Your task is to output all the records below, word for word.

——————————

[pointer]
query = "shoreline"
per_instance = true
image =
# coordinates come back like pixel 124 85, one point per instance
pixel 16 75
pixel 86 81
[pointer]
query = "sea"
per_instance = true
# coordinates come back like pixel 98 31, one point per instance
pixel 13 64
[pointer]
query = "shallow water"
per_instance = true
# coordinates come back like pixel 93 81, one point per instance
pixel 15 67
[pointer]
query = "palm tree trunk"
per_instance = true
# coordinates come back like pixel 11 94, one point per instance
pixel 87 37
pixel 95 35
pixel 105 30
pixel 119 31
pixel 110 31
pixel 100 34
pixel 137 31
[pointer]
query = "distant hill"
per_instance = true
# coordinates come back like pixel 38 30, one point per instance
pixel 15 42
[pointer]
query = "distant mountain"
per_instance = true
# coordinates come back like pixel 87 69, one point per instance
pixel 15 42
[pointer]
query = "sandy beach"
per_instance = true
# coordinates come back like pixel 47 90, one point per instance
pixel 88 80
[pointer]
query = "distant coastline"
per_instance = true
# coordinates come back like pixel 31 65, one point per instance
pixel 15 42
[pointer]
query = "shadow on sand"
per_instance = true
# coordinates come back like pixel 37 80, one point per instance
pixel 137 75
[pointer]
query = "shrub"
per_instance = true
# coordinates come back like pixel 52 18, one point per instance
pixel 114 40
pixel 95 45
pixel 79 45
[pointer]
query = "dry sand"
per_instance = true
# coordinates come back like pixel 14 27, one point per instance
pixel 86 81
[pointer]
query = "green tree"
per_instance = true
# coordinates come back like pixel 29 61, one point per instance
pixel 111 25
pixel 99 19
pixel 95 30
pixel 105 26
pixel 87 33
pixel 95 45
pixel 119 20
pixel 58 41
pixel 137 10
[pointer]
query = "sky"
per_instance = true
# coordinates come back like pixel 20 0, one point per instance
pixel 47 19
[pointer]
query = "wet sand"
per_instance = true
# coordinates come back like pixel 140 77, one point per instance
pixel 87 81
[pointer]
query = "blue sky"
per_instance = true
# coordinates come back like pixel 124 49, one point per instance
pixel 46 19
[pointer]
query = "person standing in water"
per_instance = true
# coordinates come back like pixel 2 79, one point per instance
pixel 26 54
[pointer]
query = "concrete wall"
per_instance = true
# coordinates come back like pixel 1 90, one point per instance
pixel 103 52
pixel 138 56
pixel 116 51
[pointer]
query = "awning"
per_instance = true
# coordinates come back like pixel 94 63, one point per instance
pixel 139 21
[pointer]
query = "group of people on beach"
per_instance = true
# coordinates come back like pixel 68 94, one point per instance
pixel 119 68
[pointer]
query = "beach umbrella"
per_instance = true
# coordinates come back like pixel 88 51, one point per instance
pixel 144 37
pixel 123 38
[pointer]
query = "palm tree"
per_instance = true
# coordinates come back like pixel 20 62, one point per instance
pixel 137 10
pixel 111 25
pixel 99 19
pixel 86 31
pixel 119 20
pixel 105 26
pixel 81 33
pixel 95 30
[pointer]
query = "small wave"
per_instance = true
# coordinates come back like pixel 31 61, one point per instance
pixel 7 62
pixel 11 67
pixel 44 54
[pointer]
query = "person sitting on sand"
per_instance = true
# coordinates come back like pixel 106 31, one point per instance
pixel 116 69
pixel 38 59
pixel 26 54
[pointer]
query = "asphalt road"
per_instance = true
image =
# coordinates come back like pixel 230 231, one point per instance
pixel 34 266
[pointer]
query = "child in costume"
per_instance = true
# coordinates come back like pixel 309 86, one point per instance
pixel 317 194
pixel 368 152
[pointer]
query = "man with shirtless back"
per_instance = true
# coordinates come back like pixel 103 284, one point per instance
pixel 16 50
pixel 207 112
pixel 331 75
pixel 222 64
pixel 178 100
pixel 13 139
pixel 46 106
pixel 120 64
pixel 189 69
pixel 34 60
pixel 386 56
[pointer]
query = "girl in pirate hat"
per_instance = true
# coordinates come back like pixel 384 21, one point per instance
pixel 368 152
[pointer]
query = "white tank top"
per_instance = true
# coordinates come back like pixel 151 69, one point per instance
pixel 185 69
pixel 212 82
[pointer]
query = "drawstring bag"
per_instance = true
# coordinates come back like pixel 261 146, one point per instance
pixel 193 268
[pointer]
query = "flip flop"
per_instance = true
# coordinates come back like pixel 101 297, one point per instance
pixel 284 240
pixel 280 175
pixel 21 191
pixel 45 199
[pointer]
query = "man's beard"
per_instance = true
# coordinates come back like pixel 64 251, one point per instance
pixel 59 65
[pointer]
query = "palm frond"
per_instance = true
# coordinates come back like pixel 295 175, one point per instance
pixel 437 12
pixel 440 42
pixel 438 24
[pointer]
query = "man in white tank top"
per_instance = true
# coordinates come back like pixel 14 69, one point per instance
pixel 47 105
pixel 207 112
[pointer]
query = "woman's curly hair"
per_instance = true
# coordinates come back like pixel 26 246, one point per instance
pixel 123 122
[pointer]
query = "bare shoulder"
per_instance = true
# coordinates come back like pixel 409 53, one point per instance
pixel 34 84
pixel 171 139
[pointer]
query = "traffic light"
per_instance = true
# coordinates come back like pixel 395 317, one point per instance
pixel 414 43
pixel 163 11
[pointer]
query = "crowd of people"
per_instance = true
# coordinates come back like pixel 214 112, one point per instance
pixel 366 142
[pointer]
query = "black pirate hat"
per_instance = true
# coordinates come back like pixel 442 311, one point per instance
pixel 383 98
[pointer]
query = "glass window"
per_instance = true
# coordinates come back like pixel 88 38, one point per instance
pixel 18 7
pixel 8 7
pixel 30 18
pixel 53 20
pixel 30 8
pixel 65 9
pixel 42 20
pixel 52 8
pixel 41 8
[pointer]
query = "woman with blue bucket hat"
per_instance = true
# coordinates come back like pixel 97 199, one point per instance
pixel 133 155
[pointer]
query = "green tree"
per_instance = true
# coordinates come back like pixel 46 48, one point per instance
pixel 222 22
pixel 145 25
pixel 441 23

——————————

Solution to the exercise:
[pointer]
query = "shoreline"
per_instance = true
image =
# coordinates come back like pixel 124 85, one point per instance
pixel 16 75
pixel 86 81
[pointer]
query = "sea"
per_instance = true
# coordinates come back like pixel 98 31, one point per instance
pixel 13 64
[pointer]
query = "shallow water"
per_instance = true
# coordinates come back like pixel 93 81, one point per instance
pixel 15 67
[pointer]
query = "palm tree trunk"
per_instance = true
# coordinates come back like pixel 11 94, one point per instance
pixel 87 37
pixel 95 35
pixel 105 30
pixel 119 31
pixel 110 31
pixel 100 34
pixel 137 31
[pointer]
query = "distant hill"
per_instance = true
# coordinates come back like pixel 38 30, one point per instance
pixel 15 42
[pointer]
query = "distant mountain"
per_instance = true
# coordinates come back like pixel 87 69, one point per instance
pixel 15 42
[pointer]
query = "sandy beach"
per_instance = true
# coordinates come back like pixel 47 90, one point per instance
pixel 88 80
[pointer]
query = "distant coastline"
per_instance = true
# coordinates come back like pixel 31 65, one point per instance
pixel 15 42
[pointer]
query = "shadow on sand"
per_instance = true
# coordinates come back like pixel 37 80, one point per instance
pixel 137 75
[pointer]
query = "shrub"
per_instance = true
# coordinates come back like pixel 52 18, one point per instance
pixel 114 40
pixel 95 45
pixel 79 45
[pointer]
query = "dry sand"
per_instance = true
# coordinates come back like pixel 14 27, one point per instance
pixel 86 81
[pointer]
query = "green tree"
per_instance = true
# coordinates come back like pixel 29 61, one point per instance
pixel 111 25
pixel 99 19
pixel 95 30
pixel 105 26
pixel 87 33
pixel 95 45
pixel 119 20
pixel 58 41
pixel 137 10
[pointer]
query = "sky"
per_instance = true
# coordinates come back like pixel 20 0, one point per instance
pixel 47 19
[pointer]
query = "wet sand"
per_instance = true
# coordinates come back like pixel 140 77, one point per instance
pixel 87 81
[pointer]
query = "blue sky"
per_instance = true
# coordinates come back like pixel 124 49, one point per instance
pixel 46 19
[pointer]
query = "person standing in water"
per_instance = true
# coordinates come back like pixel 2 79, one point per instance
pixel 26 54
[pointer]
query = "concrete wall"
per_instance = true
# coordinates come back like pixel 1 90, one point per instance
pixel 103 52
pixel 138 56
pixel 116 51
[pointer]
query = "awning"
per_instance = true
# coordinates come back like pixel 94 63, one point per instance
pixel 139 21
[pointer]
query = "group of people on beach"
per_instance = true
# coordinates come back like pixel 68 94, one point per instance
pixel 119 68
[pointer]
query = "beach umbrella"
per_instance = true
# coordinates come back like pixel 88 51, one point per instance
pixel 144 37
pixel 123 38
[pointer]
query = "palm tree"
per_instance = true
# coordinates come back like pixel 20 62, one point per instance
pixel 137 10
pixel 111 25
pixel 99 19
pixel 86 31
pixel 119 20
pixel 105 26
pixel 81 33
pixel 95 30
[pointer]
query = "small wave"
per_instance = true
# coordinates come back like pixel 31 61, one point per instance
pixel 7 62
pixel 11 67
pixel 44 54
[pointer]
query = "person sitting on sand"
per_instance = true
# coordinates come back like pixel 106 31, one point per instance
pixel 116 69
pixel 38 59
pixel 26 54
[pointer]
query = "asphalt road"
per_instance = true
image =
# coordinates come back like pixel 230 231, one point per instance
pixel 34 266
[pointer]
query = "child in costume"
per_instance = true
# coordinates come back like pixel 309 86, one point per instance
pixel 317 194
pixel 368 152
[pointer]
query = "man with shirtless back"
per_instance = true
# coordinates come back like pixel 103 284, one point per instance
pixel 16 50
pixel 207 112
pixel 331 75
pixel 222 64
pixel 178 100
pixel 13 139
pixel 46 106
pixel 120 64
pixel 189 69
pixel 34 60
pixel 386 56
[pointer]
query = "girl in pirate hat"
per_instance = true
# coordinates come back like pixel 384 21, one point per instance
pixel 368 152
[pointer]
query = "white tank top"
per_instance = true
# coordinates come back like pixel 151 69, one point per instance
pixel 185 69
pixel 212 82
[pointer]
query = "drawstring bag"
per_instance = true
# coordinates come back like pixel 261 146, one point per instance
pixel 193 268
[pointer]
query = "flip flop"
per_instance = true
# coordinates come back like pixel 101 297, one point per instance
pixel 284 240
pixel 280 175
pixel 21 191
pixel 45 199
[pointer]
query = "man's beard"
per_instance = true
# coordinates come back like pixel 64 251, one point per instance
pixel 59 65
[pointer]
query = "palm frond"
per_instance = true
# coordinates come back like pixel 295 175, one point per instance
pixel 437 12
pixel 440 42
pixel 438 24
[pointer]
query = "man in white tank top"
per_instance = true
# coordinates come back like pixel 14 69, one point per instance
pixel 47 105
pixel 207 112
[pointer]
query = "woman's curly hair"
per_instance = true
# coordinates come back like pixel 26 246, one point per instance
pixel 123 122
[pointer]
query = "bare shoulder"
per_instance = true
# coordinates come back like pixel 409 53, one point per instance
pixel 34 84
pixel 171 139
[pointer]
query = "traffic light"
per_instance = true
# coordinates come back like pixel 395 317, one point per instance
pixel 414 43
pixel 163 11
[pointer]
query = "crowd of people"
per_instance = true
# coordinates come back like pixel 214 112, one point per instance
pixel 366 142
[pointer]
query = "black pirate hat"
per_instance = true
# coordinates come back like pixel 442 311, one point per instance
pixel 383 98
[pointer]
query = "glass window"
per_instance = true
# coordinates come back like pixel 88 38, one point per instance
pixel 18 7
pixel 8 7
pixel 30 18
pixel 53 20
pixel 30 8
pixel 65 9
pixel 42 20
pixel 52 8
pixel 41 8
[pointer]
query = "woman with blue bucket hat"
per_instance = true
# coordinates come back like pixel 97 199, one point per instance
pixel 133 155
[pointer]
query = "green tree"
per_instance = true
# coordinates come back like pixel 46 48, one point per instance
pixel 222 22
pixel 145 25
pixel 441 23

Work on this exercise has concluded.